_What the exercise asks_
An exact copy of all the data below is required.

_Information shown_
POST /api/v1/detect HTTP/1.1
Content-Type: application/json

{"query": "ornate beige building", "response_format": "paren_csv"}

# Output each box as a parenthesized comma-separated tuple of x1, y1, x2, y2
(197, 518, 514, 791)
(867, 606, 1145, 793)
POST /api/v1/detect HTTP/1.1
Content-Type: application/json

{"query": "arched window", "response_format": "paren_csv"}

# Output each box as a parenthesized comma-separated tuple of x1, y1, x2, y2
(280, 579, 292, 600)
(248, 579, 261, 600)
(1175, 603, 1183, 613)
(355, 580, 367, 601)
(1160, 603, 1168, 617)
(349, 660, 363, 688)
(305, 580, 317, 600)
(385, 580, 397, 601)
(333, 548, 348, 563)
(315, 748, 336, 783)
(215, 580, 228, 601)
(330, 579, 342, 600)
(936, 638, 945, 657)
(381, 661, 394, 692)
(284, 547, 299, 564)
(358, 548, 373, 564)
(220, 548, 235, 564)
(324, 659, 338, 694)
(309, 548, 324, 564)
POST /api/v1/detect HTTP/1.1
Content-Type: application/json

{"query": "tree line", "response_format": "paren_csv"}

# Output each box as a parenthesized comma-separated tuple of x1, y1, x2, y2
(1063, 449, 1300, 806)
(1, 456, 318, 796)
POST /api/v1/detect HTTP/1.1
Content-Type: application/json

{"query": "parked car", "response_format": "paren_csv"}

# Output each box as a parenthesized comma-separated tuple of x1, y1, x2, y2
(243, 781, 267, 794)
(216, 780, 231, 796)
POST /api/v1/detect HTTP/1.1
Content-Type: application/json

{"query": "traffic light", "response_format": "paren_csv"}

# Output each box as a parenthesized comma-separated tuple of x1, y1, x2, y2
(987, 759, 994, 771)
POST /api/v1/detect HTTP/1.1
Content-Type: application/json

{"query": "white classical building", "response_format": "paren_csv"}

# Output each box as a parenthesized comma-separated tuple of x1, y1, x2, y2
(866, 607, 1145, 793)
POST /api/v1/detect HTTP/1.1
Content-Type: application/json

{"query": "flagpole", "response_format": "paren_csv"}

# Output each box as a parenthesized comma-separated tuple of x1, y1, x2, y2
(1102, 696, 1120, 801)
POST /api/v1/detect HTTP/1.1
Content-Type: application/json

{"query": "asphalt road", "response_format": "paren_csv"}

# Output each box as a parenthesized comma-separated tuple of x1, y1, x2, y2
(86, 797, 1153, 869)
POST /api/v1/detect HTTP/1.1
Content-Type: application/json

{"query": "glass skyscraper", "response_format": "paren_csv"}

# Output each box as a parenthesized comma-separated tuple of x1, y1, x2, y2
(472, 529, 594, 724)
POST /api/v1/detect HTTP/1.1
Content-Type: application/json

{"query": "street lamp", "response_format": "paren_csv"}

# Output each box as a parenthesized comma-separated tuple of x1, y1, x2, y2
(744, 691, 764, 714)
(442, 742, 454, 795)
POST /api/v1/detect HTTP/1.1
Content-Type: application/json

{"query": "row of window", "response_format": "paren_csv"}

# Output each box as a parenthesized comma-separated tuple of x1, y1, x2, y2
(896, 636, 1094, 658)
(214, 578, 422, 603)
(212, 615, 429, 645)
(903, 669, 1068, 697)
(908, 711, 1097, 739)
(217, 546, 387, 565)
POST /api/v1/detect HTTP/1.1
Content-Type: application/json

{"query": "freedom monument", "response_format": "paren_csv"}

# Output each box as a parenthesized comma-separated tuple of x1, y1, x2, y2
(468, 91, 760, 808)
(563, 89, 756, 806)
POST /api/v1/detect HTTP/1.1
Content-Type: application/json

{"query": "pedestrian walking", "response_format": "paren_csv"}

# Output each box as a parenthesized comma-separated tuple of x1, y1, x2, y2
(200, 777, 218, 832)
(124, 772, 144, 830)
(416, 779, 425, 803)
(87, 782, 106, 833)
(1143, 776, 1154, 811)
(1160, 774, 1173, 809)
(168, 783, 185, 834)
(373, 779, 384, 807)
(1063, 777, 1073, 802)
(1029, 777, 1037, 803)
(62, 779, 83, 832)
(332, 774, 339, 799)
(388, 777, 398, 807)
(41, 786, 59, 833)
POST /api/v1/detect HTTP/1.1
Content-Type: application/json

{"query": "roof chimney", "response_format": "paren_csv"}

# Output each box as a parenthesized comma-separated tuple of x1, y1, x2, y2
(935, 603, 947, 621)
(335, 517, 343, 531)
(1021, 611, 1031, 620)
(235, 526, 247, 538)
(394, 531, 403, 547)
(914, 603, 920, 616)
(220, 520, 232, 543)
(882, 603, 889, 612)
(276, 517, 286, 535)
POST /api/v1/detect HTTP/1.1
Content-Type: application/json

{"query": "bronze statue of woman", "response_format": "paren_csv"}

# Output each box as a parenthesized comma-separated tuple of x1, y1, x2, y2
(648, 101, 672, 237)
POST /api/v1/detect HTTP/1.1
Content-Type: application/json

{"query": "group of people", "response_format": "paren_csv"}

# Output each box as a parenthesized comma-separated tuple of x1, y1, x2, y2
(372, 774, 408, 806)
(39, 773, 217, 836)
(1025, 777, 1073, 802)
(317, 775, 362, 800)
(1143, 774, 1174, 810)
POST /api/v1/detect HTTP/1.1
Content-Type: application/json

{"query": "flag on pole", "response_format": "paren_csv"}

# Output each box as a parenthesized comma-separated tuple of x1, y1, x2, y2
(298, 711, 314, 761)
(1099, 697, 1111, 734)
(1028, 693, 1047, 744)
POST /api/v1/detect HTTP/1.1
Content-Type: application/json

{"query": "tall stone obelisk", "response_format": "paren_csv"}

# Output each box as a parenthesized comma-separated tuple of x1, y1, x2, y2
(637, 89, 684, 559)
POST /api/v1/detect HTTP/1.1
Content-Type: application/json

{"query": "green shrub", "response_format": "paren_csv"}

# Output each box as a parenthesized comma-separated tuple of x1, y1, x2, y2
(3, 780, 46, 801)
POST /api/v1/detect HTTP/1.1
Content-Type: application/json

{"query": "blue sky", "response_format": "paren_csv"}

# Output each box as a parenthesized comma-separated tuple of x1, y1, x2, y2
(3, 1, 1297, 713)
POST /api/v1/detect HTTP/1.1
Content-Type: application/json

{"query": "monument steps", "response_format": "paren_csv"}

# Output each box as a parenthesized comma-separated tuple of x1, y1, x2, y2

_Solved exercise_
POST /api/v1/detect HTTP/1.1
Content-Type: application/json

{"query": "ornate beige building", "response_format": "paren_csv"}

# Output each box as a parenthesized comma-separated tuple of x1, y1, x2, y2
(197, 518, 514, 791)
(867, 606, 1145, 793)
POST /api/v1/detect HTTP/1.1
Content-Type: application/json

{"query": "arched window", "response_format": "paren_csv"}

# Output each box as a parenthesized comma-separated tuple of x1, y1, x2, y2
(280, 579, 292, 600)
(248, 579, 261, 600)
(1175, 603, 1183, 613)
(355, 580, 367, 601)
(1160, 603, 1168, 617)
(349, 660, 363, 688)
(305, 580, 317, 600)
(385, 580, 397, 601)
(333, 548, 348, 563)
(315, 748, 336, 783)
(215, 580, 228, 601)
(330, 579, 342, 600)
(936, 638, 945, 657)
(381, 661, 394, 692)
(284, 547, 299, 564)
(358, 548, 373, 564)
(220, 548, 235, 564)
(324, 659, 338, 694)
(309, 548, 324, 564)
POST /api/v1/detect HTTP/1.1
Content-Type: application/json

{"query": "tree line", "response_format": "paren_csv"}

# Output each box as a parenthesized comma-separated tuple of x1, y1, x2, y2
(1063, 449, 1300, 806)
(1, 456, 318, 796)
POST /api/v1/detect HTTP/1.1
Content-Type: application/json

{"query": "parked car", "response_format": "paren_csv"}

# Output each box as a parenthesized comma-separated tuple of x1, y1, x2, y2
(243, 781, 267, 794)
(216, 780, 231, 796)
POST /api/v1/detect HTTP/1.1
Content-Type: application/json

{"query": "traffic light", "response_format": "paren_csv"}

# Output each box as a parenthesized comma-separated tuple of x1, y1, x2, y2
(987, 759, 994, 771)
POST /api/v1/detect HTTP/1.1
Content-Type: application/json

{"query": "white classical building", "response_format": "paren_csv"}

# Output each box as a parenthesized comma-separated tuple of x1, y1, x2, y2
(866, 607, 1145, 793)
POST /api/v1/detect HTTP/1.1
Content-Type: application/json

{"query": "flagpole", "response_format": "paren_csv"}

# Output each box as a parenthesized comma-separated tuple of x1, y1, x2, y2
(1102, 696, 1120, 801)
POST /api/v1/detect HTTP/1.1
Content-Type: application/json

{"query": "asphalt road", "response_format": "paren_csv"}

# Output each box as a parenthesized comma-separated tuple of x1, y1, x2, y2
(86, 797, 1153, 869)
POST /api/v1/detect HTTP/1.1
Content-Type: application/json

{"query": "glass skyscraper", "response_format": "paren_csv"}

# Output each box as a parenthesized comma-separated tuple of x1, y1, x2, y2
(472, 529, 594, 724)
POST /api/v1/detect HTTP/1.1
Content-Type: application/json

{"query": "street lamp", "response_format": "paren_csv"}

# Output each box as a parenthesized comma-separated tuple of x1, y1, x2, y2
(744, 691, 764, 714)
(442, 742, 454, 795)
POST /api/v1/detect HTTP/1.1
Content-Type: application/json

{"query": "row of window", "response_format": "paren_csv"}

# Output each box as a parenthesized comma-separated tuple of x1, y1, x2, y2
(896, 636, 1094, 658)
(214, 578, 422, 603)
(212, 615, 429, 645)
(903, 669, 1068, 697)
(908, 711, 1097, 739)
(217, 546, 387, 565)
POST /api/v1/detect HTTP/1.1
Content-Type: application/json

{"query": "freedom monument", "response_format": "paren_csv"}

# Output each box as a parenthesized comma-separated tuple of x1, y1, x2, y2
(468, 91, 760, 808)
(563, 89, 756, 806)
POST /api/v1/detect HTTP/1.1
Content-Type: application/json

{"query": "pedestrian walking", "response_format": "paren_csv"}

# Output each box as a parenthesized comma-separated tuple of x1, y1, x2, y2
(200, 777, 218, 832)
(124, 772, 144, 830)
(416, 779, 425, 803)
(87, 782, 106, 833)
(1143, 776, 1154, 811)
(1160, 774, 1173, 809)
(168, 783, 185, 834)
(373, 779, 384, 807)
(1063, 777, 1073, 802)
(1029, 777, 1037, 803)
(62, 779, 83, 832)
(332, 774, 339, 799)
(388, 777, 398, 807)
(41, 786, 59, 833)
POST /api/v1/detect HTTP/1.1
Content-Type: application/json

{"query": "roof chimney", "response_format": "paren_csv"}

# Output each box as a parenthesized comma-separated tuple of x1, y1, x2, y2
(935, 603, 947, 621)
(335, 517, 343, 531)
(1021, 611, 1031, 620)
(235, 526, 247, 538)
(394, 531, 403, 547)
(914, 603, 920, 616)
(220, 520, 232, 543)
(882, 603, 889, 612)
(276, 517, 286, 535)
POST /api/v1/detect HTTP/1.1
Content-Type: application/json

{"query": "bronze statue of woman", "response_format": "paren_csv"}

# Output each box as a parenthesized comma-separated tuple of x1, y1, x2, y2
(648, 101, 672, 237)
POST /api/v1/detect HTTP/1.1
Content-Type: application/json

{"query": "group of people", "response_format": "paren_csv"}

# Output each box as a parenthesized comma-separated tuple of x1, y1, x2, y2
(372, 774, 408, 806)
(39, 773, 217, 836)
(1025, 777, 1073, 802)
(317, 775, 362, 800)
(1143, 774, 1174, 810)
POST /api/v1/detect HTTP/1.1
Content-Type: application/json

{"query": "flag on pole", "response_format": "paren_csv"}

# Output each box as a parenthesized comma-separated tuple of x1, y1, x2, y2
(298, 711, 314, 761)
(1099, 697, 1111, 734)
(1028, 693, 1047, 744)
POST /api/v1/detect HTTP/1.1
Content-Type: application/json

{"query": "tall stone obelisk", "response_format": "paren_csv"}

# Output each box as a parenthesized comma-separated tuple of x1, y1, x2, y2
(637, 89, 684, 559)
POST /api/v1/detect HTTP/1.1
Content-Type: application/json

{"query": "green shrub", "response_format": "paren_csv"}

# Output each box as a parenthesized comma-separated tuple of x1, y1, x2, y2
(3, 780, 46, 801)
POST /api/v1/detect HTTP/1.1
Content-Type: application/json

{"query": "blue sky", "response_format": "paren_csv"}

# Output each box as a parenthesized comma-separated tuple of x1, y1, x2, y2
(3, 1, 1297, 713)
POST /api/v1/detect HTTP/1.1
Content-Type: application/json

{"query": "monument steps", "response_format": "paren_csv"}

# Output each box as a parenthesized comma-separated tuple of x1, y1, x2, y2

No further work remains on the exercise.